ACTIVITY. Return every line from the records below in which the word "bird" is found.

EXTRACTED ENTRIES.
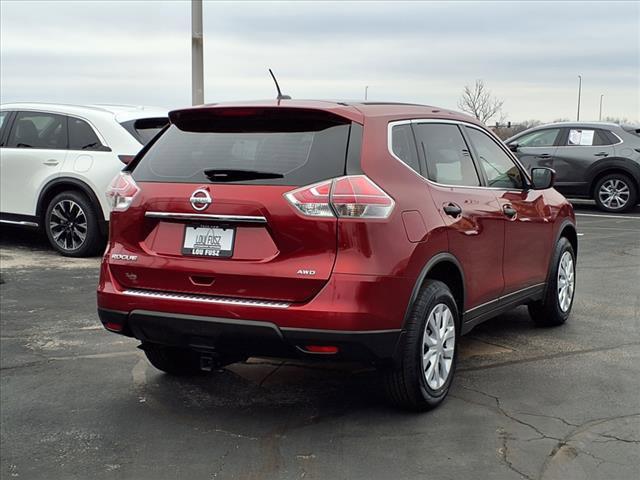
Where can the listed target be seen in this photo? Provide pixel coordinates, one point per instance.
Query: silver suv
(592, 160)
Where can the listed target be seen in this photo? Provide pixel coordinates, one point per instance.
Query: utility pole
(197, 47)
(600, 116)
(579, 93)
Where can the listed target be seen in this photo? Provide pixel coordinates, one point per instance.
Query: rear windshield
(303, 148)
(633, 129)
(144, 129)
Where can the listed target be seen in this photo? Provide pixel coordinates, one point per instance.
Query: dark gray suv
(592, 160)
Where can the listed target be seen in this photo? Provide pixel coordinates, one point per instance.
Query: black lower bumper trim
(250, 337)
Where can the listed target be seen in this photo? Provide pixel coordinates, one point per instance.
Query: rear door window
(446, 154)
(539, 138)
(82, 136)
(303, 148)
(39, 130)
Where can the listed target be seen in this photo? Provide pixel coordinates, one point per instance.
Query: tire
(172, 360)
(554, 309)
(71, 225)
(615, 192)
(407, 384)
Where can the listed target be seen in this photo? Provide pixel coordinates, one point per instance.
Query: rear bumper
(360, 314)
(248, 337)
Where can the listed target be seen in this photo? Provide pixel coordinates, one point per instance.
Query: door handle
(452, 209)
(509, 211)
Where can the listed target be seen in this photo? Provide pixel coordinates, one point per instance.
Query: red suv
(379, 232)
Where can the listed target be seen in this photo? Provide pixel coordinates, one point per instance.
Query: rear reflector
(354, 196)
(121, 192)
(114, 327)
(321, 349)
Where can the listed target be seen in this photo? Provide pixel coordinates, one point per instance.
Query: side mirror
(542, 178)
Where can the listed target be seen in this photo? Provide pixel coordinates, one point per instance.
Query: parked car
(373, 231)
(57, 162)
(592, 160)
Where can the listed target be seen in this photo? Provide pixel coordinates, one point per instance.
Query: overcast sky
(139, 52)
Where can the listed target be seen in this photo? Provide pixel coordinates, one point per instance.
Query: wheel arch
(63, 184)
(446, 268)
(618, 166)
(568, 231)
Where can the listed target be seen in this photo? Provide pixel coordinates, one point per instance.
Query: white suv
(57, 161)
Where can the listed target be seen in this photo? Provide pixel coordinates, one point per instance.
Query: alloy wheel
(438, 346)
(614, 194)
(68, 225)
(566, 281)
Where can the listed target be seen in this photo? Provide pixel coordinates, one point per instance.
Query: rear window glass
(144, 129)
(302, 150)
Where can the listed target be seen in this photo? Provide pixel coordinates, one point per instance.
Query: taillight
(121, 192)
(353, 196)
(312, 200)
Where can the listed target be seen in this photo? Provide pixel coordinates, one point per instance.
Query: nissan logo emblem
(200, 199)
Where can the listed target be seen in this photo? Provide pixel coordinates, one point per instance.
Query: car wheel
(422, 376)
(615, 193)
(71, 225)
(555, 307)
(172, 360)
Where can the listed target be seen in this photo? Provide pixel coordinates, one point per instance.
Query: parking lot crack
(502, 411)
(504, 456)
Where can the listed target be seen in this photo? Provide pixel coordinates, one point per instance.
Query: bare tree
(618, 120)
(480, 102)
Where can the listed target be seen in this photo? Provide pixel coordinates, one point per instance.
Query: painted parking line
(605, 216)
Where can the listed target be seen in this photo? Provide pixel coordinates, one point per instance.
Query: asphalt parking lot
(527, 403)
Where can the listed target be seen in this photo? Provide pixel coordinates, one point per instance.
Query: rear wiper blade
(220, 175)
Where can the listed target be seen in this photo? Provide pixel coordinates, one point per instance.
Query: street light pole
(600, 116)
(579, 93)
(197, 47)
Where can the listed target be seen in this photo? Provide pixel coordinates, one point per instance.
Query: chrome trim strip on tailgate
(207, 216)
(206, 299)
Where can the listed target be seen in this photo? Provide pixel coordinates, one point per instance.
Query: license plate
(208, 241)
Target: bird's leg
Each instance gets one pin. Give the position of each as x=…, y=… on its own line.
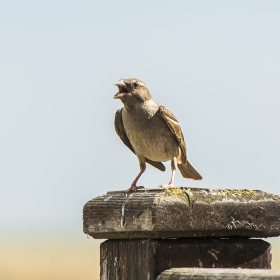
x=133, y=186
x=173, y=168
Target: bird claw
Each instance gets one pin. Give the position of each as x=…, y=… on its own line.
x=133, y=188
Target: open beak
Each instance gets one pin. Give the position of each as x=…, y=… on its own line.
x=122, y=90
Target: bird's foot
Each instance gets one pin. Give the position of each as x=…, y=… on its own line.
x=133, y=188
x=166, y=186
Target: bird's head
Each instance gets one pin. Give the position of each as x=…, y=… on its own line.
x=132, y=91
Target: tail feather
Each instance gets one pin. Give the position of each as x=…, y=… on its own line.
x=188, y=171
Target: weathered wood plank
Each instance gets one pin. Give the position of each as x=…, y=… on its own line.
x=183, y=212
x=214, y=274
x=145, y=259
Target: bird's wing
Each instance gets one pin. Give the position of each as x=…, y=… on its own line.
x=175, y=128
x=122, y=134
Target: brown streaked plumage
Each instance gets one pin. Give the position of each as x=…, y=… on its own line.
x=150, y=131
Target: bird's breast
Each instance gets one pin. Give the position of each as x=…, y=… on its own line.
x=150, y=136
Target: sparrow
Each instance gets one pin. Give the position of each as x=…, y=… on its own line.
x=151, y=132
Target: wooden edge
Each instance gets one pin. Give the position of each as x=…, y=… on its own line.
x=220, y=273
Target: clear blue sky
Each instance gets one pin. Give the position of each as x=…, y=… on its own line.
x=215, y=64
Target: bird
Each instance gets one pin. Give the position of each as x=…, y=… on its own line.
x=151, y=132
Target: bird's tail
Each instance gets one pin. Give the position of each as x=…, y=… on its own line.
x=188, y=171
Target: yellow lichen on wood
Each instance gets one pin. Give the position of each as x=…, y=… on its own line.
x=237, y=192
x=174, y=191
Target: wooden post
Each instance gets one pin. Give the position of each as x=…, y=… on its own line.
x=213, y=274
x=152, y=230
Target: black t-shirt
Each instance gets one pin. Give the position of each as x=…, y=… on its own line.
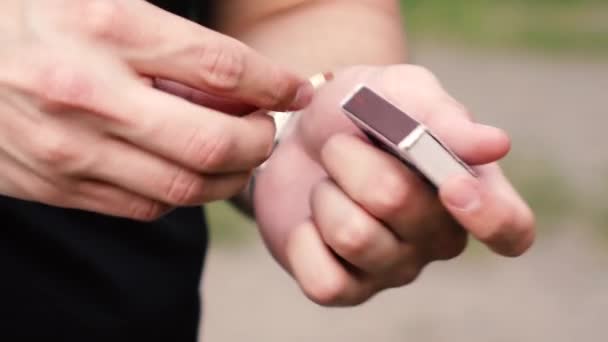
x=69, y=275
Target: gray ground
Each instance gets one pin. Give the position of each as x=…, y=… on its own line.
x=558, y=292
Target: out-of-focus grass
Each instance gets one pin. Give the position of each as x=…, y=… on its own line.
x=227, y=225
x=545, y=189
x=575, y=26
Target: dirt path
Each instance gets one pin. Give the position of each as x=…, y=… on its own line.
x=557, y=293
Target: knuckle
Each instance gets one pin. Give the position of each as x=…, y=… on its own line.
x=451, y=249
x=329, y=291
x=60, y=83
x=406, y=275
x=499, y=229
x=221, y=66
x=101, y=19
x=418, y=72
x=265, y=142
x=209, y=151
x=280, y=94
x=354, y=238
x=147, y=211
x=56, y=151
x=52, y=195
x=184, y=188
x=392, y=195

ANSWER SECTION.
Target: bird's leg
Target: bird claw
Target: bird's foot
Target: bird's head
Target: bird's wing
Target: bird's breast
Target: bird
Target: bird's tail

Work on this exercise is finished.